### PROBLEMS TO SOLVE:
a - In the forum thread, list each quantity that the first reply gives for one of the hollow spheres, together with its expression.
b - Pick out every line of the entries that holds the word "kindly", matching its case exactly.

### EXTRACTED TEXT:
________________________
Author Topic: fun integration in my hw (Read 2754 times) Tweet Share

kamil9876 · « **on:** August 10, 2009, 11:37:21 pm »

Just wanted to see if there is a more elegant solution than mine to this problem:

A sphere of radius $R$ has total charge $Q$ . The volume charge density( $C/m^3$ ) within the sphere at a distance r<R from the centre is:

$p=p_o (1-\frac{r}{R})$

Find an expression for $Q$ in terms of $R$ and $p_o$

Now i used this funny mathematical identity thing that was more or like of the form:

$\lim_{n \rightarrow \infty} \sum_{i=0}^{n-1}(f(\frac{Ri}{n}))(\frac{R}{n})^k = \int_0^R lim_{n \rightarrow \infty} (f(x)(\frac{R}{n})^{k-1}) dx = 0$ where $k$ is an integer greater than 1

Basically stated in a less rigorous but more comprehensible form(what I actually wrote down, the above was just for the mathematical audience to scrutenize the idea) I just did the limit of a riemann sum but with powers on the $\Delta x$ :

$\lim_{\Delta x \rightarrow 0} \sum f(x) \Delta x^k=\lim_{\Delta x \rightarrow 0} \sum f(x)\Delta x \Delta x^{k-1}=\lim_{\Delta x \rightarrow 0} \sum f(x)\Delta x\lim_{\Delta x \rightarrow 0} \Delta x^{k-1}=(\int _a ^b f(x) dx) (0) = 0$

I've used this identity before but I find it quite funny.

Anyways, any comment/more elegant ways of doing this will be appreciated

/0 · « **Reply #1 on:** August 11, 2009, 12:32:32 am »

:p I'll give it a go...
The charge densities are constant at a distance $r$ from the centre, i.e. hollow spheres.
The surface area of one of these spheres is $4\pi r^2$ , and the sphere has thickness $dr$ with charge $dQ$

*leap of faith* volume of the outside bit of one of these hollow spheres is $4 \pi r^2dr$
(my reasoning is that if $dr$ were 'big', the approximation would be very bad, but as $dr$ approaches zero, the accuracy of this expression increases)
________________________
Boundary annotation records:
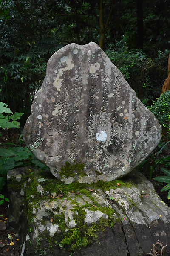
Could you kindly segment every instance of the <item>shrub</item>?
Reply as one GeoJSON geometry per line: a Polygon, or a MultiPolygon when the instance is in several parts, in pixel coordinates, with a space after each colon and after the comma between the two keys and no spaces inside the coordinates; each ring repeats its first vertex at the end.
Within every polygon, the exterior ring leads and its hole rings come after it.
{"type": "Polygon", "coordinates": [[[170,134],[170,90],[165,92],[148,108],[164,130],[170,134]]]}

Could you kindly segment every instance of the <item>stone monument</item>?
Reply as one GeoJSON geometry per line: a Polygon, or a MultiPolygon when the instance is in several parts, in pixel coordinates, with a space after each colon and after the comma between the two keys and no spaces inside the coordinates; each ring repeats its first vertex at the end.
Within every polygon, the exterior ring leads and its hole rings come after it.
{"type": "Polygon", "coordinates": [[[154,115],[95,43],[71,44],[51,56],[23,133],[29,149],[66,184],[125,176],[161,136],[154,115]]]}
{"type": "Polygon", "coordinates": [[[170,250],[170,209],[134,169],[161,126],[97,44],[53,55],[23,136],[50,171],[8,173],[21,256],[145,256],[158,239],[170,250]]]}

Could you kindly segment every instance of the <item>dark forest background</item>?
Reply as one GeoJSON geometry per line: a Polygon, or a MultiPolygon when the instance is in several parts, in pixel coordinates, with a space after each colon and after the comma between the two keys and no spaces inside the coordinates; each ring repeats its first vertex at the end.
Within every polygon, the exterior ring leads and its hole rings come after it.
{"type": "Polygon", "coordinates": [[[168,0],[0,0],[0,101],[24,125],[51,55],[94,41],[150,105],[167,77],[170,17],[168,0]]]}

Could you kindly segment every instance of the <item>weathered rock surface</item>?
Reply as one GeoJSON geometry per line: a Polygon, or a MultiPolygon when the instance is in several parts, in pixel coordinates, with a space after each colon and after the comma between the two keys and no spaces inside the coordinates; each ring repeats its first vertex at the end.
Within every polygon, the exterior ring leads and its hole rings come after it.
{"type": "Polygon", "coordinates": [[[95,43],[73,43],[49,59],[23,138],[37,157],[65,183],[123,177],[161,137],[154,115],[95,43]],[[85,169],[65,174],[68,162],[85,169]]]}
{"type": "Polygon", "coordinates": [[[170,251],[170,209],[139,173],[118,185],[66,185],[32,171],[7,175],[8,221],[21,233],[21,256],[145,256],[158,239],[170,251]]]}

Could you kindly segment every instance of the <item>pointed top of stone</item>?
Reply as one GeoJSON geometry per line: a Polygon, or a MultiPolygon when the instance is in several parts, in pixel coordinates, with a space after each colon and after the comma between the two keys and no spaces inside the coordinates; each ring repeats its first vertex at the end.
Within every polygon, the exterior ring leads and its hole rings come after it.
________________________
### SOLUTION LIST:
a -
- Surface area: $4\pi r^2$
- Thickness: $dr$
- Charge: $dQ$
- Volume of the outside bit: $4 \pi r^2dr$

b -
Could you kindly segment every instance of the <item>shrub</item>?
Could you kindly segment every instance of the <item>stone monument</item>?
Could you kindly segment every instance of the <item>dark forest background</item>?
Could you kindly segment every instance of the <item>weathered rock surface</item>?
Could you kindly segment every instance of the <item>pointed top of stone</item>?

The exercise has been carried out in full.